[Recorded data]

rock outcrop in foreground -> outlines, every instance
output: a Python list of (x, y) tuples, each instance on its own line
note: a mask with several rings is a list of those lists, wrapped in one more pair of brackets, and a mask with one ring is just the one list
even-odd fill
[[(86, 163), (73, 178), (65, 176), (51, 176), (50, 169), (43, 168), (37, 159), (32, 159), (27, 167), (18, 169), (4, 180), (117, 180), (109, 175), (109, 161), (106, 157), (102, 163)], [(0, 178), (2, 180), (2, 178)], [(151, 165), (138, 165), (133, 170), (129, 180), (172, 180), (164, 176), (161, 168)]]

---

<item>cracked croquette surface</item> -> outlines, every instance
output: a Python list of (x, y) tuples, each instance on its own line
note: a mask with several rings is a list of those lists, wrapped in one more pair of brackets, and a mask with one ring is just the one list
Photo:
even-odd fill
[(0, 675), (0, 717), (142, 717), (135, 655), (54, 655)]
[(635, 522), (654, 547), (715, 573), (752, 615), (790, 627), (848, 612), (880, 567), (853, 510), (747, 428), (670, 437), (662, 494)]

Goal of the exercise
A single number is the whole answer: the tally of lines above that contain "every".

Exercise response
2